Information Block Start
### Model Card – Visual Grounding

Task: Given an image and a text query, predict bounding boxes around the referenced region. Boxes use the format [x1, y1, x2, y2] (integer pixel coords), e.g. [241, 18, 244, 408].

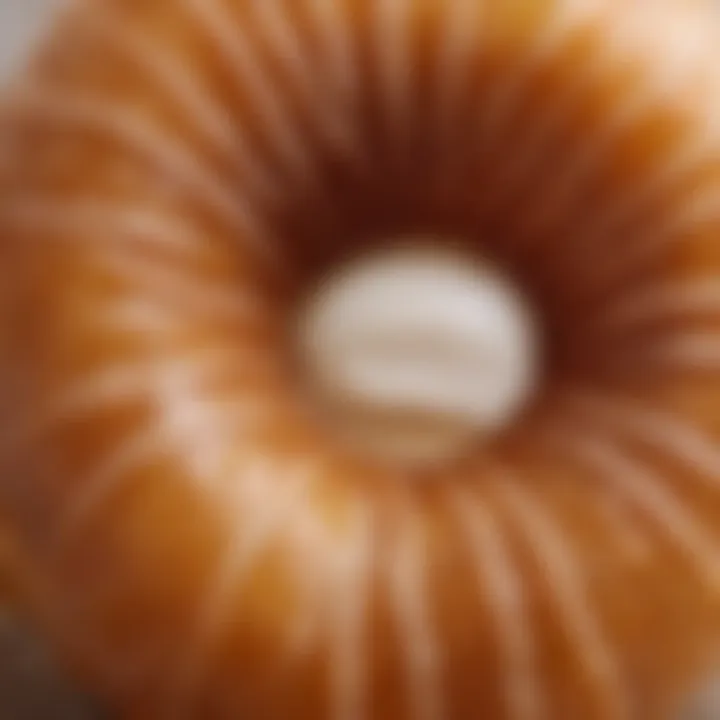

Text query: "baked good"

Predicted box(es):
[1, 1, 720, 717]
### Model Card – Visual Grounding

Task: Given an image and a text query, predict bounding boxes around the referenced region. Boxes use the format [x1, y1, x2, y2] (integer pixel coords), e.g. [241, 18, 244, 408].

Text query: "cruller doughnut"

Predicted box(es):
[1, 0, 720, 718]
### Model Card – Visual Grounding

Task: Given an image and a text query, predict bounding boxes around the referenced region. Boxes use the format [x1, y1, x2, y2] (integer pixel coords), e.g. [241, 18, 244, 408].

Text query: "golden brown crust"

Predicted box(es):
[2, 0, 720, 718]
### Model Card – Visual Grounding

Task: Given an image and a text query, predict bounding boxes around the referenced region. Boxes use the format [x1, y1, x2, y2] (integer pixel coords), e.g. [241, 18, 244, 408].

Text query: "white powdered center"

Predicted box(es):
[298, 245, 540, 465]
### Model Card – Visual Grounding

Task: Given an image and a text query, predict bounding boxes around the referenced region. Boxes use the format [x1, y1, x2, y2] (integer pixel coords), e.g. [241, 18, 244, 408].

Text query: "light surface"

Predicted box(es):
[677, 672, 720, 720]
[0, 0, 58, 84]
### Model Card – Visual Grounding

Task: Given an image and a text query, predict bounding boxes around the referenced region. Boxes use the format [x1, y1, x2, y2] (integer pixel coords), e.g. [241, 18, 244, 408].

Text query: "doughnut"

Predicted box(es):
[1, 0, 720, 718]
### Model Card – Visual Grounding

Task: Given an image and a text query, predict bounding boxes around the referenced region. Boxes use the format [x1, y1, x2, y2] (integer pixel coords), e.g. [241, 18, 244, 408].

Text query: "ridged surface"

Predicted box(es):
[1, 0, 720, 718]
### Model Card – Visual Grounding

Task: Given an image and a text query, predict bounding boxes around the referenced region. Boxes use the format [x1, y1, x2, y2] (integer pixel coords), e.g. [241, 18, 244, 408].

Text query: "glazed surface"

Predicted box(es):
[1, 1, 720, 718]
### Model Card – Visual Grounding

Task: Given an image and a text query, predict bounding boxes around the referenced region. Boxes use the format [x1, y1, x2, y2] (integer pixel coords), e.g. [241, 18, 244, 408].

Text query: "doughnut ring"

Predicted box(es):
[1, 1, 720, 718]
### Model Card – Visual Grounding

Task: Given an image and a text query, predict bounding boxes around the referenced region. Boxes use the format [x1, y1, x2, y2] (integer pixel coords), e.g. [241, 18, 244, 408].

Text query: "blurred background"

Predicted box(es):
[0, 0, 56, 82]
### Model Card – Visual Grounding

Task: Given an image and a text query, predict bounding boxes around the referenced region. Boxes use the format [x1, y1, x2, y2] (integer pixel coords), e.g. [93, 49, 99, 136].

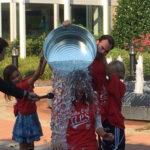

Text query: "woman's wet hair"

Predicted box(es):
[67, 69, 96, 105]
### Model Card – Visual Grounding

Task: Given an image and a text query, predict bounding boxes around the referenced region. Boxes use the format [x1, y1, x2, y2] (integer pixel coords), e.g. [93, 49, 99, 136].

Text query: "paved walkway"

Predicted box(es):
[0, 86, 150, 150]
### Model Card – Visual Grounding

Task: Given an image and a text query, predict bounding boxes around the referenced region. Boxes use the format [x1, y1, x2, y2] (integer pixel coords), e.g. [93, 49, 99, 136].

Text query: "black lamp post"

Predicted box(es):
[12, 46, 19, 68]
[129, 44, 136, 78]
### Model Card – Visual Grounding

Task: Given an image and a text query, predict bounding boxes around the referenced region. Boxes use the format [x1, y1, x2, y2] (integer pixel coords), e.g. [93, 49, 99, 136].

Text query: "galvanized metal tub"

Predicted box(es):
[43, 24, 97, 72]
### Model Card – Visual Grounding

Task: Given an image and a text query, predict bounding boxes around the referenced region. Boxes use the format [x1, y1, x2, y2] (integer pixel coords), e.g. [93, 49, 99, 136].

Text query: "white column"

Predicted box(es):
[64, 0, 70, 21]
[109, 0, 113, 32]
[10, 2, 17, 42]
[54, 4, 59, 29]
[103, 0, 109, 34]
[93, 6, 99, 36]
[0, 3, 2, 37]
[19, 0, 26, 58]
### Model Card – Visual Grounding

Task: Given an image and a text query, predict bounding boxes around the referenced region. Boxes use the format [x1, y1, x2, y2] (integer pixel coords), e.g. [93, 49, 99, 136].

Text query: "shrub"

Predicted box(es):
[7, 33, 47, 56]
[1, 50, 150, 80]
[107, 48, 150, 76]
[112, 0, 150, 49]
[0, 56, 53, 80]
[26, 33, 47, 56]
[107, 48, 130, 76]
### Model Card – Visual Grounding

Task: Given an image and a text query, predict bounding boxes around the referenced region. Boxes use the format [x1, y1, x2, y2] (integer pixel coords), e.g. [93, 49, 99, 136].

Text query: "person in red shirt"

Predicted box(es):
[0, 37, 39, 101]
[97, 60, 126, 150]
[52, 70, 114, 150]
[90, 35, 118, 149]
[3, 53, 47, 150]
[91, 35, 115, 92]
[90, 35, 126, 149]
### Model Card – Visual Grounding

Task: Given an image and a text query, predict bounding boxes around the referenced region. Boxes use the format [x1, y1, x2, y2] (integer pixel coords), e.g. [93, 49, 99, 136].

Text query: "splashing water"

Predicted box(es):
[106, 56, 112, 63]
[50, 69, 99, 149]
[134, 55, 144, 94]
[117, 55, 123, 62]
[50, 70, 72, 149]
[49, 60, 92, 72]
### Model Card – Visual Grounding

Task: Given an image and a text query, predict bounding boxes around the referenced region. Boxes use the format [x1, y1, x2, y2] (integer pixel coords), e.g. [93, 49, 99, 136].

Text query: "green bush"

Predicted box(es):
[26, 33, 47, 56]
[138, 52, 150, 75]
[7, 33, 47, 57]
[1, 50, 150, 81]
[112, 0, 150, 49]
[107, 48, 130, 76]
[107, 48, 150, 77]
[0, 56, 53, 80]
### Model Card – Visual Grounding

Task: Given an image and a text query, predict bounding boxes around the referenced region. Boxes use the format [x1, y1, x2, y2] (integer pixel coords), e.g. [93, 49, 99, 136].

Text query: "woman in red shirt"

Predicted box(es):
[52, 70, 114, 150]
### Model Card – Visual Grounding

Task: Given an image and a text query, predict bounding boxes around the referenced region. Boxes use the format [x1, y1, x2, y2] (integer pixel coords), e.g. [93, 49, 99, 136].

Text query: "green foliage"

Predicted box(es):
Information Block End
[Directions] Since the listing holds pictures, return everything else in it exactly and omit those.

[Response]
### Model Card – Visual Grounding

Task: Given an image and a text query, predict bounding boxes around the referenced region. Boxes use the format [x1, y1, x2, y2] (integer pixel coords), e.g. [241, 18, 244, 408].


Text query: "baked good"

Predicted box(es):
[1, 1, 720, 717]
### Model Card – Visual Grounding

Task: Given an image and a text query, predict bounding boxes around the referenced region. Boxes use the format [x1, y1, x2, y2] (integer pixel coords), e.g. [241, 18, 244, 408].

Text query: "cruller doughnut"

Predicted box(es):
[1, 0, 720, 718]
### Model Card – Visual Grounding

Task: Given an image and a text query, predict bounding boxes around the referenced region. Boxes use the format [x1, y1, x2, y2] (integer pixel coords), e.g. [241, 18, 244, 408].

Text query: "golden brown crust"

Predicted box(es):
[2, 0, 720, 718]
### Model Card – Visual Grounding

Task: Given an image and a text query, predict bounding boxes around the referenced region. Boxes use the format [x1, y1, x2, y2] (integer pixel coords), e.g. [241, 18, 244, 408].

Text query: "white powdered center"

Predicted box(es):
[298, 245, 540, 465]
### Model Card – Visual Grounding

Task: Given an image and a text query, predict bounding boxes around the referenced region. Boxes use the format [x1, y1, x2, y2] (integer pixel coords), e.g. [241, 18, 244, 408].

Text query: "light surface"

Predicted box(es):
[677, 672, 720, 720]
[0, 0, 58, 84]
### Model Card – Visual Grounding

Task: Given an image and a text query, predict bounding boxes around the referenced region. Boxes use the format [x1, y1, x2, y2] (integer pixel coords), e.g. [241, 18, 244, 408].

Text query: "doughnut"

Predicted box(es):
[1, 0, 720, 718]
### Model Card – Visual Grounding

Task: Given an image and a text query, predict bounding boxes around the referenced region. Boxes use the format [x1, y1, x2, y2] (integer pixel coords), e.g. [241, 18, 244, 408].

Text query: "ridged surface"

Predicted box(es):
[1, 0, 720, 718]
### Model Card – Visual Grounding

Task: Given an image and a text query, predict bounding boxes around the referenced region. Boxes use the format [x1, y1, x2, y2] (integer pixel coords), e.g. [241, 18, 244, 408].

Text query: "glazed surface"

Predicted box(es):
[1, 1, 720, 718]
### Model Card – Visual Grounding

Task: Given an image and a text query, predict bounding boxes around the referenced region. Boxes use the format [x1, y1, x2, y2] (integer pixel coords), e.g. [241, 18, 244, 408].

Text query: "doughnut ring"

Predicted box(es):
[1, 1, 720, 718]
### Model Card – Visual Grounding

Task: Given an image and a text query, predict bounding boxes around the referenced region. Boxes use the format [x1, y1, x2, y2] (integer pixel coords), e.g. [241, 18, 244, 408].

Text query: "blurred background"

Predicted box(es):
[0, 0, 56, 82]
### Model Card – Visual Grounding

Task: Given an image and a text query, predict bounding boxes around the referenced region. Boxes use the format [x1, y1, x2, y2] (integer pixel coords), e.g. [93, 49, 99, 136].


Text query: "woman's wet hair"

Predicted box(es):
[67, 69, 96, 105]
### Model Card – Visual Grounding

Task: Given an image and a text query, predict bounding boxes around the referenced region. Boxes use the format [x1, y1, x2, y2] (integer pixel coords), e.g. [93, 49, 99, 136].

Text query: "paved walkway"

Predicted box(es):
[0, 86, 150, 150]
### Model Card – Visual Grounding

Task: Given an image and a text query, predict bounding boxes around the referenced region. Boxes use the format [x1, y1, x2, y2] (integer pixel coords), e.g. [93, 49, 99, 136].

Text query: "black lamp post"

Predicted box(es):
[12, 46, 19, 68]
[129, 44, 136, 78]
### Model Card – Visual Grounding

Task: Given an image and a text query, predict bounding boxes around the referenced region. Boxes use the format [x1, y1, x2, y2] (integer pixel coords), e.g. [93, 49, 99, 136].

Text query: "galvanized metal tub"

Predicted box(es):
[43, 24, 97, 72]
### Model Card – Visual Grounding

Task: Given an image and a text query, predict bounding boxes around the referenced region. Boxes use the format [x1, y1, x2, y2] (integer pixel coords), e.g. [93, 49, 99, 136].

Text query: "white column"

Predicted box(es):
[64, 0, 70, 21]
[109, 0, 113, 32]
[10, 2, 17, 42]
[54, 4, 59, 29]
[103, 0, 109, 34]
[93, 6, 99, 36]
[0, 3, 2, 37]
[19, 0, 26, 58]
### Model Card – Visual Grounding

Task: Given an image and a text query, predict bounding boxes around the referenced region. Boxes use the format [x1, y1, x2, y2] (integer pixel coords), e.g. [93, 49, 99, 136].

Text query: "shrub"

Predicted box(es):
[7, 33, 47, 56]
[1, 50, 150, 80]
[107, 48, 150, 76]
[112, 0, 150, 49]
[0, 56, 53, 80]
[26, 33, 47, 56]
[107, 48, 130, 76]
### Model Card – Visual Grounding

Task: Given an image and a text query, predict bounding boxes around the referenced region. Boxes use the format [x1, y1, x2, y2] (integer pixel coords), e.g. [93, 49, 99, 136].

Text query: "person in red shirt"

Predicted box(es):
[0, 37, 39, 101]
[97, 60, 126, 150]
[52, 70, 114, 150]
[90, 35, 118, 149]
[3, 53, 47, 150]
[91, 35, 115, 92]
[90, 35, 126, 149]
### Model Card – Visual Grounding

Task: Given an image and a text query, predict bounding boxes around the referenced region. Boxes use the format [x1, y1, x2, y2] (integer pixel coords), e.g. [93, 49, 99, 136].

Text query: "splashing water"

Predicted box(es):
[106, 56, 112, 63]
[50, 69, 99, 149]
[134, 55, 144, 94]
[117, 55, 123, 62]
[50, 70, 72, 149]
[49, 60, 92, 72]
### Model Card – Visual Grounding

Task: Given an image and a text query, predict bounding boxes around the referenced region. Boxes use the format [x1, y1, x2, y2] (integer pixel coords), e.g. [93, 49, 99, 136].

Text query: "green bush"

Predicted box(es):
[26, 33, 47, 56]
[138, 52, 150, 75]
[7, 33, 47, 57]
[1, 50, 150, 81]
[112, 0, 150, 49]
[107, 48, 130, 76]
[107, 48, 150, 77]
[0, 56, 53, 80]
### Model Card – Visual Grounding

Task: Given an image and a text query, predict bounding boxes around the referenced region. Boxes use the format [x1, y1, x2, y2] (integer pixel coords), e.g. [93, 49, 99, 136].

Text query: "woman in red shirt"

Predicted box(es):
[52, 70, 114, 150]
### Model Card – Visual Grounding

Task: Given an image and a text query, predict bounding boxes around the referenced region. Boxes use the format [x1, y1, x2, y2] (integer pixel coords), e.g. [93, 49, 99, 136].

Text query: "green foliage"

Predicted box(es):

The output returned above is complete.